§ What to work on
Please answer these questions from the commentary notes:
(a) How many men at arms and how many cavalry were entrusted to Cleon's sole command?
(b) According to the note on Κωφὸν λιμένα, what name does a harbor south of the city still carry?
(c) In what year had Brasidas taken Torone?

§ Passage given
*-*-*

Ἀθηναίους πείσας—these words show that Cleon alone had the courage and statesmanship to urge the necessity of recovering Amphipolis and the other revolted towns as a matter of vital importance. By his influence in the assembly the expedition was decreed. But what is to be said of Nicias, and the other home authorities, who allowed him to conduct singlehanded an enterprise of such moment? At Pylos he had a thoroughly competent colleague in Demosthenes. Now 1200 men at arms, and 300 cavalry. the flower of the Athenian troops, besides a large force of allies, are entrusted to his sole command. The general assembly very possibly believed that Cleon might succeed as he had done at Pylos, but the strategi could be under no such delusion They knew that he had no military skill or experience, they knew that he had to encounter Brasidas, and their imbecility or their party-hatred sacrificed an Athenian army and lost the Thrace-ward possessions.

σχὼν ἐς—‘landing, putting in at’; so iv. 42, 2, ἔσχον ἐς τὸν αἰγιαλόν. ἔτι πολιορκουμένην—Scione was completely invested by the end of the summer before; see iv. 133 (fin.). The long duration of the blockade became proverbial; cf. Ar. Vesp. 209 (exhibited in 422), μοι κρεῖττον ἦν τηρεῖν Σκιώνην ἀντὶ τοῦδε τοῦ πατρός.

Κωφὸν λιμένα—a conjectural alteration of the manuscript reading Κολοφωνίων λιμένα, which is unintelligible, unless it possibly denoted a name derived from some resemblance in appearance. κωφὸς λιμήν=ἄκλυστος, silent, as in Xen. Hel. ii. 4, 31. Strabo speaks of a κωφὸς λιμήν near Torone; and a harbour south of the city is still called Kufo; see Jowett's note.

τῶν Τορωναίων—ambiguously placed (ch. 29, 23). Poppo and Kruger connect it with τῆς πόλεως, Classen with λιμένα. The latter way of taking it seems right, as it gives the explanation that the harbour in question was in the territory of Torone. Torone had been taken by Brasidas in 424 (iv. 110—116).

*-*-*

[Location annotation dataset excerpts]
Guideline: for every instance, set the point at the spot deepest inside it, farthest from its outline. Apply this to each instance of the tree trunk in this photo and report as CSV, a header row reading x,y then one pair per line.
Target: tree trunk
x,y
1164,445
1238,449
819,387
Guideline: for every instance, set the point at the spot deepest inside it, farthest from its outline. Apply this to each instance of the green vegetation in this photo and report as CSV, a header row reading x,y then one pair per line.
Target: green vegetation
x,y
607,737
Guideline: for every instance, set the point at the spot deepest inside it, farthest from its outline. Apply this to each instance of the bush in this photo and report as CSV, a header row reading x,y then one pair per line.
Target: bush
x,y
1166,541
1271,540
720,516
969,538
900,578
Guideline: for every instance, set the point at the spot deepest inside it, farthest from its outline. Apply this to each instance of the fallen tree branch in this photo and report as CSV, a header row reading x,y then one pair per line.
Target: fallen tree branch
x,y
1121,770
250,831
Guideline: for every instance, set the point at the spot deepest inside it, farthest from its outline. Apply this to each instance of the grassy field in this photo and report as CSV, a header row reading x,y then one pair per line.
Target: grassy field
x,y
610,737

*-*-*

§ Exercise response
(a) 1200 men at arms and 300 cavalry.
(b) Kufo.
(c) 424.